Short exercise:
Report every line below that contains the word "wooden", copying each such line in full.

Items in a dataset

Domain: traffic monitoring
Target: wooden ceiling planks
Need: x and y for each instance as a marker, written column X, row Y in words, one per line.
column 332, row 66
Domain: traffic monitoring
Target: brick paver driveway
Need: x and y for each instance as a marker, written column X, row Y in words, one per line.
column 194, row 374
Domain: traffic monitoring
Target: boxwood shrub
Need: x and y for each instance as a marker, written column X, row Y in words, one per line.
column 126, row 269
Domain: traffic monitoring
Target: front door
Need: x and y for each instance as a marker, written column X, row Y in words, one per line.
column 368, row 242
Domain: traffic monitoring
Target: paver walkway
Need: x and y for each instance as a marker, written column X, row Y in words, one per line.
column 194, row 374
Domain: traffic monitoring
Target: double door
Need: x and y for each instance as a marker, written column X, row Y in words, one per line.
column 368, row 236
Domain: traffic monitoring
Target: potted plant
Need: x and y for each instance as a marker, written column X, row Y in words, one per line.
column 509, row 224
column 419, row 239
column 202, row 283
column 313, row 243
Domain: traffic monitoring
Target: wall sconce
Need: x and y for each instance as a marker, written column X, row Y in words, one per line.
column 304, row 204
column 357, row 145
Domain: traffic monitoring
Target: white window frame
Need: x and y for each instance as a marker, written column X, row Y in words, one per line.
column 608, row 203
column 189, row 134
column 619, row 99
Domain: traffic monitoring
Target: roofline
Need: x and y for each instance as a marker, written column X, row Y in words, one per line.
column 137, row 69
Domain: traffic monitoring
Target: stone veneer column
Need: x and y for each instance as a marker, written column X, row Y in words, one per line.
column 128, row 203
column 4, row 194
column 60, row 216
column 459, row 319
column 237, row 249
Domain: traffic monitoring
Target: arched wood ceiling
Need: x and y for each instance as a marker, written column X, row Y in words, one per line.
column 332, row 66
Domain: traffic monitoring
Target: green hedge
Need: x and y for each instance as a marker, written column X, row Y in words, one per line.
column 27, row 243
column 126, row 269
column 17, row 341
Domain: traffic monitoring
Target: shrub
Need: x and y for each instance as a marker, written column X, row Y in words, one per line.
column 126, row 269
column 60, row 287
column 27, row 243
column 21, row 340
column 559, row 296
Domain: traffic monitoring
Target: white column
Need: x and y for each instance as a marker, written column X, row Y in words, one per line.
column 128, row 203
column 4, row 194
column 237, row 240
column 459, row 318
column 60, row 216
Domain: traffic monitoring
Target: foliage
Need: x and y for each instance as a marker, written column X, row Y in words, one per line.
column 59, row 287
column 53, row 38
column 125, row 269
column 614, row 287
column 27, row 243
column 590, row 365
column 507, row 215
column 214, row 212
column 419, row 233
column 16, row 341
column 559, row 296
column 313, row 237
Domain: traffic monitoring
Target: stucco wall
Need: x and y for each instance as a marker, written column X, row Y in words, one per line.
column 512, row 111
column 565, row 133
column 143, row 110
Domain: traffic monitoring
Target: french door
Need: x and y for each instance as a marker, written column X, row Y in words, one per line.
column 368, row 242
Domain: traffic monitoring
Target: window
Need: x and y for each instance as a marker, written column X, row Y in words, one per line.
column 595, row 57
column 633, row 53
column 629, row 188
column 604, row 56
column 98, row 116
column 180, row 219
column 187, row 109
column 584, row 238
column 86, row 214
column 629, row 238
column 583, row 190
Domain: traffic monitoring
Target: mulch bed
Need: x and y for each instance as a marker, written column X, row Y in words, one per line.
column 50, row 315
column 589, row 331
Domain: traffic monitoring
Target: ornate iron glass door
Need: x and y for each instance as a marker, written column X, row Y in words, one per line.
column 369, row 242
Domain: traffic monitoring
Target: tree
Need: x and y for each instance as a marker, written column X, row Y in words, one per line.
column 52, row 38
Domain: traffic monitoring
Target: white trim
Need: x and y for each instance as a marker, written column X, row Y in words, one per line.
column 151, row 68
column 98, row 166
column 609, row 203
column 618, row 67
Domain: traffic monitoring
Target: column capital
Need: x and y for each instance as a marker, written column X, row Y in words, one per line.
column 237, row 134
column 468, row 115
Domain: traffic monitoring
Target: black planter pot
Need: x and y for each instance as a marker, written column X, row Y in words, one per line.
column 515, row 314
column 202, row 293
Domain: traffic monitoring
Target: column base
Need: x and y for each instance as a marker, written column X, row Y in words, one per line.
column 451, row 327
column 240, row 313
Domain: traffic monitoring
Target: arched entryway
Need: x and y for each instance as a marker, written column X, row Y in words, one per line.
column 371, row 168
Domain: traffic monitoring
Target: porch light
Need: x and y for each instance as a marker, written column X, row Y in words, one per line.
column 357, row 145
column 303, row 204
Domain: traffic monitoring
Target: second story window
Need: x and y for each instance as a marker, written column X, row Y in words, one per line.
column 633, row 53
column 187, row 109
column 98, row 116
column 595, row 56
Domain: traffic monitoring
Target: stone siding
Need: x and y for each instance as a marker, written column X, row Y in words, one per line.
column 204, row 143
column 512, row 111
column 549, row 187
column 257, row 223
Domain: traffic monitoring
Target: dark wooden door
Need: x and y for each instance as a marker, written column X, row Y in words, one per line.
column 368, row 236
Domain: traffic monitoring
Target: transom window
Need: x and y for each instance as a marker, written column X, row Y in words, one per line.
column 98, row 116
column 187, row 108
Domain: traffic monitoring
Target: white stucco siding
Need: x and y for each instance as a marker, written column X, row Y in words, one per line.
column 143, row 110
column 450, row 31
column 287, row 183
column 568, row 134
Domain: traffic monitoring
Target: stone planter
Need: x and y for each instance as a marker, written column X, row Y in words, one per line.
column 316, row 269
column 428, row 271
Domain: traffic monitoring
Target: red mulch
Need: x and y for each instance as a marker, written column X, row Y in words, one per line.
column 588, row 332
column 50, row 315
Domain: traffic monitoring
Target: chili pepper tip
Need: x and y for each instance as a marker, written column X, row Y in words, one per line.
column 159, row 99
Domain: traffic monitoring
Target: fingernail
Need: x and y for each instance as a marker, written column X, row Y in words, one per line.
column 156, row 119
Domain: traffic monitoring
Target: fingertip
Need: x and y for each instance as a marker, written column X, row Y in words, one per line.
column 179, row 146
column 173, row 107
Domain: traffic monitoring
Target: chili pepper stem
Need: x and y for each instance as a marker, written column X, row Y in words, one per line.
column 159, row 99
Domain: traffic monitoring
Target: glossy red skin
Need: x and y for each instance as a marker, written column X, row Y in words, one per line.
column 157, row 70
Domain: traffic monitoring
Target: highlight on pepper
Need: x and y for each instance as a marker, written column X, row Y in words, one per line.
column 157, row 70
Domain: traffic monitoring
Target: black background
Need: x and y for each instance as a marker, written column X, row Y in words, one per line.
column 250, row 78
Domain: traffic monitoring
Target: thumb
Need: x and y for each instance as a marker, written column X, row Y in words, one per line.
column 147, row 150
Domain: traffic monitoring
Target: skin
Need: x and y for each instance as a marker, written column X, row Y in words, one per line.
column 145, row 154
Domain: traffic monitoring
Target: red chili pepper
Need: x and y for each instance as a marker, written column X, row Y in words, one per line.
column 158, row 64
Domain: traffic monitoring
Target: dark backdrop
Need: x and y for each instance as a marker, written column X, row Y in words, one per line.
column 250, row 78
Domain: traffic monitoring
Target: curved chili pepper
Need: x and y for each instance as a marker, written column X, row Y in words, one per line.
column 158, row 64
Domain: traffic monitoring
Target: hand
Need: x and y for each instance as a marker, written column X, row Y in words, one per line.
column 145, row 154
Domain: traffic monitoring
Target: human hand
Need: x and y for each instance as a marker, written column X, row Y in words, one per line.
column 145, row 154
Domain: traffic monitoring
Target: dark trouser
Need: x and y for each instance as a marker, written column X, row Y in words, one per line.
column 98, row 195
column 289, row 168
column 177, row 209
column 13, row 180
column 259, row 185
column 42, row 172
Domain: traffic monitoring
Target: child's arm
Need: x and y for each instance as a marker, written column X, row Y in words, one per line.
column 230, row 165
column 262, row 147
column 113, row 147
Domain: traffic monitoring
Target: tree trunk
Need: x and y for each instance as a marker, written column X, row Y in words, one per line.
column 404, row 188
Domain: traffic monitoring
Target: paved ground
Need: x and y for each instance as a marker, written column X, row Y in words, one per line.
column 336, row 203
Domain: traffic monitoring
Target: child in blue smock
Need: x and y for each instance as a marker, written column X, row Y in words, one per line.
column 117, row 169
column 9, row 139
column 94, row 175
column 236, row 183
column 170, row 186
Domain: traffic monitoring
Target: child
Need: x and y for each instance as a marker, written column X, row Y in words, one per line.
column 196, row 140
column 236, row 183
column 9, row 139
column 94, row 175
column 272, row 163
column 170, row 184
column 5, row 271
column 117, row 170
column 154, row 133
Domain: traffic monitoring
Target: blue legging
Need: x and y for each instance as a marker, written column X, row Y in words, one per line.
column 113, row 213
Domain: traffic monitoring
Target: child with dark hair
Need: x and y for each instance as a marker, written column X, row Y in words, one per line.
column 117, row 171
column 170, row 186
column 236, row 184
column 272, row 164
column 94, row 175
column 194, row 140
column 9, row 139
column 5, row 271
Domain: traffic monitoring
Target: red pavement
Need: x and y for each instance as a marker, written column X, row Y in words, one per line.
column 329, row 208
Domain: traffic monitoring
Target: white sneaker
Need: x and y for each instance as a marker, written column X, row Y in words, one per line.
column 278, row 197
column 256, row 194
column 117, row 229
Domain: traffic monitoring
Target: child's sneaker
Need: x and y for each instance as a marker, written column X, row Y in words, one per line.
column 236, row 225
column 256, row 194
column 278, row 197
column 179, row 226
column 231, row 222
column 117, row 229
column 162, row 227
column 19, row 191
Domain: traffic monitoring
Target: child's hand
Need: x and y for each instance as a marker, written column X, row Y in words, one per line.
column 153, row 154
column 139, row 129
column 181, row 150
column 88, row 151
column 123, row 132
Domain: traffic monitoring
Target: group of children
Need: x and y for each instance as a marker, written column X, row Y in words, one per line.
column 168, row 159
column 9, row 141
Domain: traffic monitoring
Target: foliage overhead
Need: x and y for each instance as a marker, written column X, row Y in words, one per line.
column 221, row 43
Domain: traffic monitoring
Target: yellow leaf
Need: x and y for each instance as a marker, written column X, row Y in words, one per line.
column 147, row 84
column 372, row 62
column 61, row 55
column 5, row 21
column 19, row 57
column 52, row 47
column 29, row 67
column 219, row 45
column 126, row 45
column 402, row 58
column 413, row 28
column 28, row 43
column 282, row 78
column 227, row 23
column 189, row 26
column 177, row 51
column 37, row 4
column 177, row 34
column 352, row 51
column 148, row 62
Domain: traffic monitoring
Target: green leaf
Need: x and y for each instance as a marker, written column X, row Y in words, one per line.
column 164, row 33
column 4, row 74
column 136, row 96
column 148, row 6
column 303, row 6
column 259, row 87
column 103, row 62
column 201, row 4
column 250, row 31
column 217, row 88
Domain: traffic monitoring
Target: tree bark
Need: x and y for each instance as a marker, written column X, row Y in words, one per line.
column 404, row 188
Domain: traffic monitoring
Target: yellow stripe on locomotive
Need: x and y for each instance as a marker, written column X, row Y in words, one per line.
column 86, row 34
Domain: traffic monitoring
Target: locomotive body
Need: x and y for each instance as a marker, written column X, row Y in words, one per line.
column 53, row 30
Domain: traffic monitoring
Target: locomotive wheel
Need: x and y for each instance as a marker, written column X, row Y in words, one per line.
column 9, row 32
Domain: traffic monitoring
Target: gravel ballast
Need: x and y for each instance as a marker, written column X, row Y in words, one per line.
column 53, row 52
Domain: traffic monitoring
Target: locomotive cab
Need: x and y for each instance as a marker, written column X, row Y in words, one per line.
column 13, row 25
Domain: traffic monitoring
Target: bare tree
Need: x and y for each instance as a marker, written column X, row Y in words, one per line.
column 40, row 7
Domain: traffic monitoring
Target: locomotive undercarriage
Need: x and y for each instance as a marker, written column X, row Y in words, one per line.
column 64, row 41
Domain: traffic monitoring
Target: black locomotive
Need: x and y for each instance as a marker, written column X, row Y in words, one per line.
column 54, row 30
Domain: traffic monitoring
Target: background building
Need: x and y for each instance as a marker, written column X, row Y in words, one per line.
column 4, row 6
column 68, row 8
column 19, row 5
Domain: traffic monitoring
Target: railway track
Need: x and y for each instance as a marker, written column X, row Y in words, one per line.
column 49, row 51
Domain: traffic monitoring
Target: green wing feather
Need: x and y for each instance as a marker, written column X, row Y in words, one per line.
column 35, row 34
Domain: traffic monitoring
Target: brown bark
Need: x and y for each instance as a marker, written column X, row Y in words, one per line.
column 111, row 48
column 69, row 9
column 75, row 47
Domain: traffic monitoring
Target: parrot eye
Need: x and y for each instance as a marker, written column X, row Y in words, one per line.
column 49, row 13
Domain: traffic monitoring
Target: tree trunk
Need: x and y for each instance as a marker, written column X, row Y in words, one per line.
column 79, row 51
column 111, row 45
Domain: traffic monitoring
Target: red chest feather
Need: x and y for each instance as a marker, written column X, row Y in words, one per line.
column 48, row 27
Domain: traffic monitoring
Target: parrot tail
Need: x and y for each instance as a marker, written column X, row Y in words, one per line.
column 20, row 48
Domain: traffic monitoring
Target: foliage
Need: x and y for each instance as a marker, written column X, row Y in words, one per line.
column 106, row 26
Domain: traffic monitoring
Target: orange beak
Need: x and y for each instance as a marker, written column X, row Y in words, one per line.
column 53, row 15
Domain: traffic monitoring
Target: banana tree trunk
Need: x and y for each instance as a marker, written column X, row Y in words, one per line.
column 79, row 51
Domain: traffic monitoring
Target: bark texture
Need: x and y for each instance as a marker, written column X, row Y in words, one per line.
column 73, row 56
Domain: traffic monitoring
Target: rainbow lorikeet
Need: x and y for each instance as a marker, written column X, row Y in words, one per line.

Response to the exercise:
Target: wooden ceiling planks
Target: dark wooden door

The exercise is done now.